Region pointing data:
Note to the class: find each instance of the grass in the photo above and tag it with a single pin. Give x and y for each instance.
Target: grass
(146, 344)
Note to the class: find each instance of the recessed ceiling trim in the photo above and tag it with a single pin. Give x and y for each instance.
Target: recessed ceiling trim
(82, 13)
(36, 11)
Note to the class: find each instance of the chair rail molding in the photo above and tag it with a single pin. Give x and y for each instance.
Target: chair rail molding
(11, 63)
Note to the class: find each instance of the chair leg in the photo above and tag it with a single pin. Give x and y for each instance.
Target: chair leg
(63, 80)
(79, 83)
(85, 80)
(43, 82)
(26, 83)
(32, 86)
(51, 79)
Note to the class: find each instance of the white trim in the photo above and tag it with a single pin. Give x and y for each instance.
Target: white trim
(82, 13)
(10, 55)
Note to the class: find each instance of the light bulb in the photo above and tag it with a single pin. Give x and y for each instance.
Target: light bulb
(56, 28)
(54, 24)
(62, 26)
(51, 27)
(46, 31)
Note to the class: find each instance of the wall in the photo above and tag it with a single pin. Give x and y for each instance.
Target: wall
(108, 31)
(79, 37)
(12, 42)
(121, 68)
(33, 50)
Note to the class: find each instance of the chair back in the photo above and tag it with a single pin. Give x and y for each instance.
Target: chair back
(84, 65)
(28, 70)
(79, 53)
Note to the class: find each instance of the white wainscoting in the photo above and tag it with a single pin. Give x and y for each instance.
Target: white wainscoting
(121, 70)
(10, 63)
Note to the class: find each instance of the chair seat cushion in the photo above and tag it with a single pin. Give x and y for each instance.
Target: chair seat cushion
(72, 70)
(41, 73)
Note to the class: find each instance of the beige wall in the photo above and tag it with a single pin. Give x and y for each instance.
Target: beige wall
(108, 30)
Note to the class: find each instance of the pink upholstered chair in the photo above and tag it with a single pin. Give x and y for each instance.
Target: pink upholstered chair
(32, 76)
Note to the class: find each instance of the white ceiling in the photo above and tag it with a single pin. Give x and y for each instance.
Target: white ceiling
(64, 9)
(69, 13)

What the task asks:
Provide an exact transcription of every entry above.

Result of this task:
Note to the class: find each instance of the grass in the photo above and tag it with a single pin. Give x and y for each instance.
Target: grass
(146, 344)
Note to the class: find each instance of the recessed ceiling trim in the photo above and tag it with a single pin. Give x and y for each instance.
Target: recessed ceiling trim
(82, 13)
(36, 11)
Note to the class: find each instance of the chair rail molding in the photo above and tag it with a single pin. Give x and y for each instance.
Target: chair rail molding
(11, 63)
Note to the class: find each instance of the chair leg in the photo above and tag it with a single pin. Give x and y for each instance.
Target: chair leg
(63, 80)
(79, 83)
(85, 80)
(43, 82)
(26, 83)
(32, 86)
(51, 79)
Note to the class: find each instance of the white trim in the photo above and tag it with a single pin. Give x and y for each instance.
Target: white trim
(82, 13)
(10, 55)
Note to the class: find each instance of the light bulb in the photo above and tag it with a single pin. Give x and y for each instance.
Target: light bulb
(56, 28)
(54, 24)
(62, 26)
(51, 27)
(46, 31)
Note to the class: find each instance of the wall in the photo above and tag it with a single pin. Give x and y for each instance.
Target: wall
(108, 31)
(79, 37)
(12, 42)
(121, 68)
(33, 50)
Note to the class: find each instance of the chair back in the photo above and tag it with a single pin. Give x and y for each instance.
Target: chair back
(84, 65)
(28, 70)
(79, 53)
Note to the class: find each instance of the white wainscoting in the photo above and tag it with a single pin. Give x and y for each instance.
Target: white wainscoting
(121, 70)
(10, 63)
Note to the class: find each instance of the chair seat cushion in the photo above and tag it with a single pin. Give x and y for each instance.
Target: chair seat cushion
(72, 70)
(41, 73)
Note to the class: find each instance of the beige wall in the photo above and tag it with a single pin. Give x and y for each instance.
Target: beige wall
(108, 30)
Note to the class: find each instance of the pink upholstered chair in the photo above and tag it with a single pin. Give x and y for each instance.
Target: pink upholstered chair
(32, 76)
Note to the class: find each instance of the white ceiling in the photo above and tag it with a single pin. Give x and y for each instance.
Target: white ceiling
(64, 9)
(69, 13)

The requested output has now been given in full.